The Preregistration Revelation

Correcting erroneous or misleading findings in the scientific literature is feature of science that is as important as it challenging, time-consuming, risky, and fraught. Doing it well requires, risks, and rewards more than circling p-values and blasting them to Twitter. Recognizing this need, metascientists over the past decade have emphasized the need to detect errors and protect those surfacing concerns. While we all might differ in what we consider rigorous and thoughtful critique, there’s little disagreement that we need more not less and those raising concerns should be able to do so freely.

In my career I’ve spent an inordinate amount of time addressing false and misleading claims, within and beyond science. It has resulted in me being sued for defamation, led to bad-faith and incorrect accusations that I failed to obtain ethical approval for research, and dragged me into conspiracy theories. These bad outcomes don’t tell the full story, however, and I’ve had a number of remarkably wonderful and productive conversations with researchers after alerting them to errors.

• **Written task**: Shorten the paragraph of the preregistration essay that begins "In my career" and keep its main facts.

• **Supplied records**:
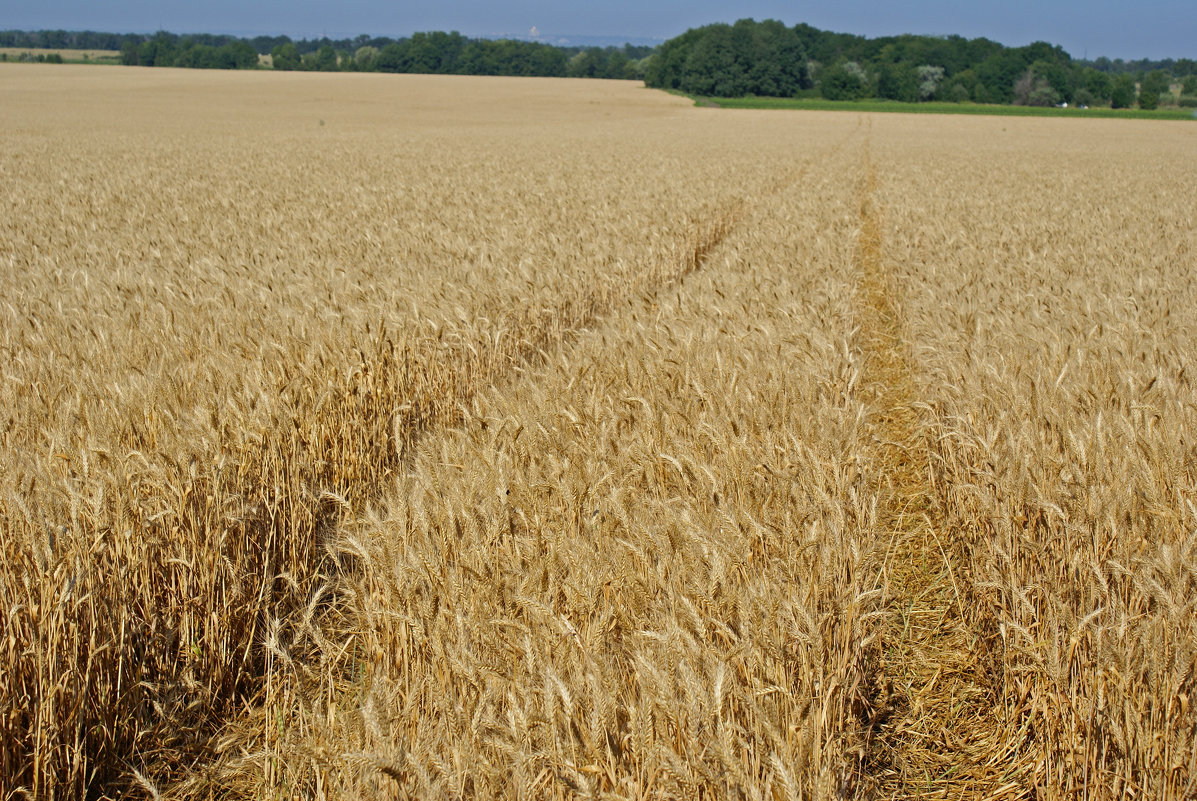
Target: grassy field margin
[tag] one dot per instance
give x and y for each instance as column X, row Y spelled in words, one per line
column 894, row 107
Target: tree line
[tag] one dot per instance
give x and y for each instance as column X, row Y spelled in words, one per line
column 439, row 53
column 747, row 58
column 770, row 59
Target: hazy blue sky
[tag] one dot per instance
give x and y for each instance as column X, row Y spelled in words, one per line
column 1118, row 29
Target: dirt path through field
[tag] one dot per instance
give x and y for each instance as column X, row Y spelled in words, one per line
column 940, row 735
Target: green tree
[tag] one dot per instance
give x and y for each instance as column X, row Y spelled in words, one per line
column 929, row 78
column 1122, row 93
column 285, row 56
column 844, row 80
column 324, row 59
column 364, row 58
column 1032, row 89
column 898, row 82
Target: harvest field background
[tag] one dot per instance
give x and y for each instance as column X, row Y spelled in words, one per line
column 474, row 437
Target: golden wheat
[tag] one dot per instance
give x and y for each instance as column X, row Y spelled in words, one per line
column 445, row 437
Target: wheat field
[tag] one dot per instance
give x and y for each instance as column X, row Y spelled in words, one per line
column 374, row 436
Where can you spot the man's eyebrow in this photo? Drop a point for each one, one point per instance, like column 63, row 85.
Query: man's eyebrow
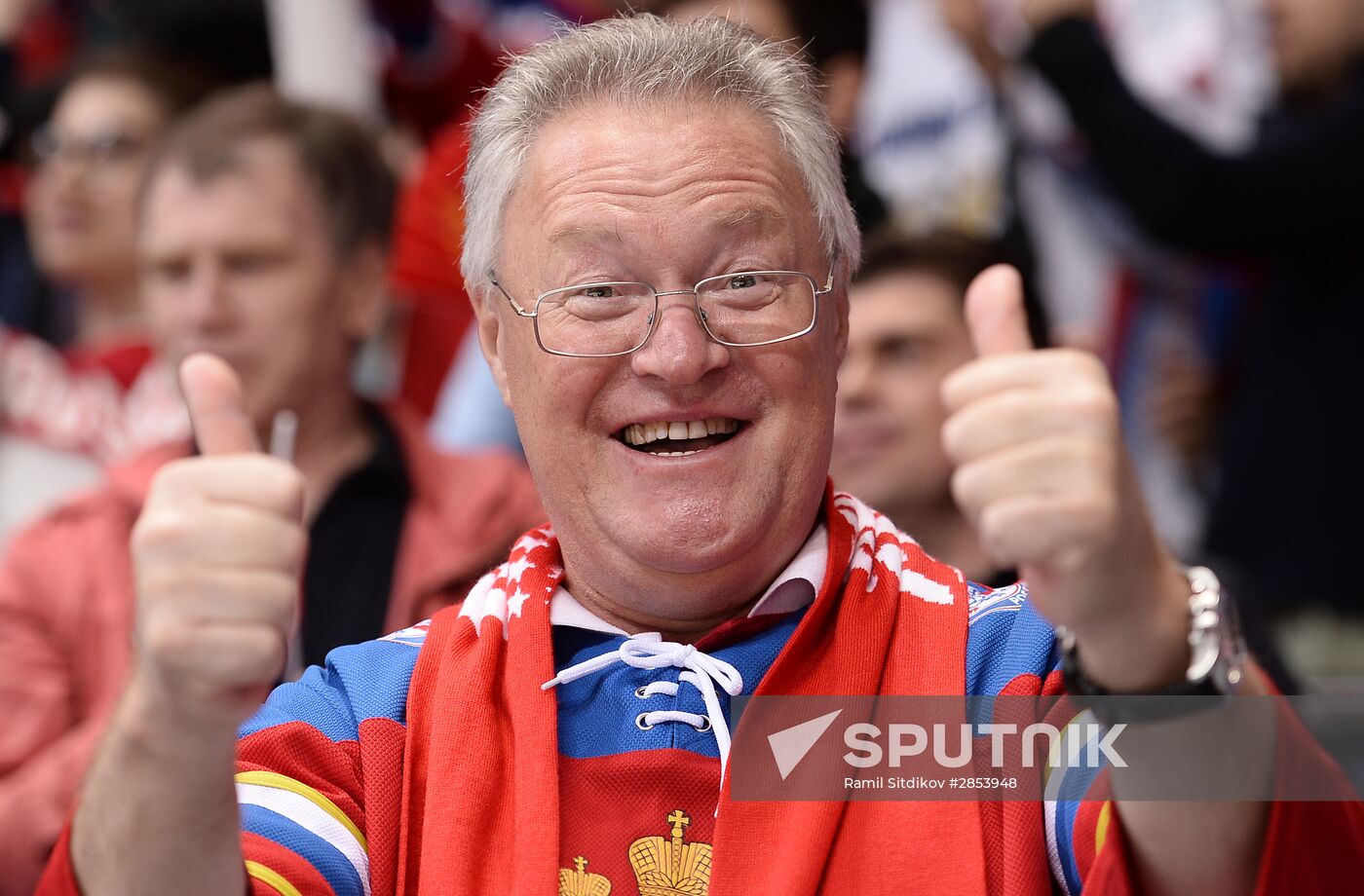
column 592, row 234
column 757, row 217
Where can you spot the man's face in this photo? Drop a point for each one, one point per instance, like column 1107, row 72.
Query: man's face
column 243, row 265
column 1313, row 40
column 667, row 195
column 81, row 201
column 906, row 333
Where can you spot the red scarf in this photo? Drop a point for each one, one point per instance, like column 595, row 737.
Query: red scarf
column 480, row 803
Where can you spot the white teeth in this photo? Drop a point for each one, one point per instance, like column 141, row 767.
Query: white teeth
column 677, row 429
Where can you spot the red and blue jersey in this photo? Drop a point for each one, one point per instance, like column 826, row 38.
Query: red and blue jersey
column 640, row 765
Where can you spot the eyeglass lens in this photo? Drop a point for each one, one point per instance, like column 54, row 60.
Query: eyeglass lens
column 743, row 309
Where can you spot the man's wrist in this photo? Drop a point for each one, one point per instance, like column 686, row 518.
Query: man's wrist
column 1146, row 653
column 152, row 723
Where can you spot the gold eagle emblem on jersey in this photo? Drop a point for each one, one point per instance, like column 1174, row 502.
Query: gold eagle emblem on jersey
column 670, row 868
column 580, row 882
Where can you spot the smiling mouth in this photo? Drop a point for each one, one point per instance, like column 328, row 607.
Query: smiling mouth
column 678, row 438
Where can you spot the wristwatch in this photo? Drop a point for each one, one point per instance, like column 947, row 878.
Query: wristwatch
column 1217, row 661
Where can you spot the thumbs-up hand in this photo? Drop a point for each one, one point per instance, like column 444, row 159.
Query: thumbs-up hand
column 1042, row 475
column 215, row 552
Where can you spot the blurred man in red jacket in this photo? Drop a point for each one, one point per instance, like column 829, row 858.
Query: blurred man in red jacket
column 263, row 238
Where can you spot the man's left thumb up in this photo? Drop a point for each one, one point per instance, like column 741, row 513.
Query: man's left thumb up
column 995, row 313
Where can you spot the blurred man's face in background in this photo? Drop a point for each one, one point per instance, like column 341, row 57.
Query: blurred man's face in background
column 243, row 265
column 1313, row 40
column 906, row 333
column 81, row 202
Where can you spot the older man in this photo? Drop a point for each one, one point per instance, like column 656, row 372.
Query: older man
column 661, row 244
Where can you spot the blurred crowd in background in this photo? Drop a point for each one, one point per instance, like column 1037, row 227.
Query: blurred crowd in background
column 1179, row 180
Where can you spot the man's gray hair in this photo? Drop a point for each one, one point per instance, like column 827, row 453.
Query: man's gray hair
column 641, row 58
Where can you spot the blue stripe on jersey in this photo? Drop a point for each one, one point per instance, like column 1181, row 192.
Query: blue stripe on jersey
column 597, row 712
column 360, row 681
column 1073, row 787
column 1005, row 637
column 329, row 861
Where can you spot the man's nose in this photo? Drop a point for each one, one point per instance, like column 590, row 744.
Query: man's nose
column 207, row 299
column 678, row 351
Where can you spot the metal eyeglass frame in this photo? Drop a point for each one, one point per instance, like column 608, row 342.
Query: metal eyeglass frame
column 654, row 316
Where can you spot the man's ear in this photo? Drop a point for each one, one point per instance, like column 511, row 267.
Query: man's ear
column 483, row 297
column 841, row 316
column 364, row 295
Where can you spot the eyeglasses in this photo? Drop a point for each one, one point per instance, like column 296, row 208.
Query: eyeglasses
column 609, row 319
column 98, row 150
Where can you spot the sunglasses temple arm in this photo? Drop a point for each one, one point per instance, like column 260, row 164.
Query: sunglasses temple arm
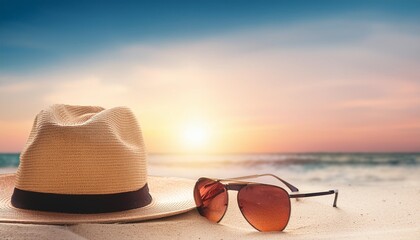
column 290, row 186
column 314, row 194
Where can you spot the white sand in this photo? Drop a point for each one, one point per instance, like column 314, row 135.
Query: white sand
column 385, row 210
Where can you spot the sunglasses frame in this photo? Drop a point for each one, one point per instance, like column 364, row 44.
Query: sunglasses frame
column 235, row 184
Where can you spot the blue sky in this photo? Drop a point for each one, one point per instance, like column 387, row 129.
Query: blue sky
column 35, row 34
column 254, row 76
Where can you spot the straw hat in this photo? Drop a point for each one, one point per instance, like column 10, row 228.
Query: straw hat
column 88, row 164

• **Reply to the exercise**: I have spent a great deal of my career addressing false and misleading claims, inside and outside science. This has brought me a defamation lawsuit, bad-faith and incorrect accusations that I lacked ethical approval for research, and entanglement in conspiracy theories. Yet alerting researchers to errors has also led to many wonderful and productive conversations.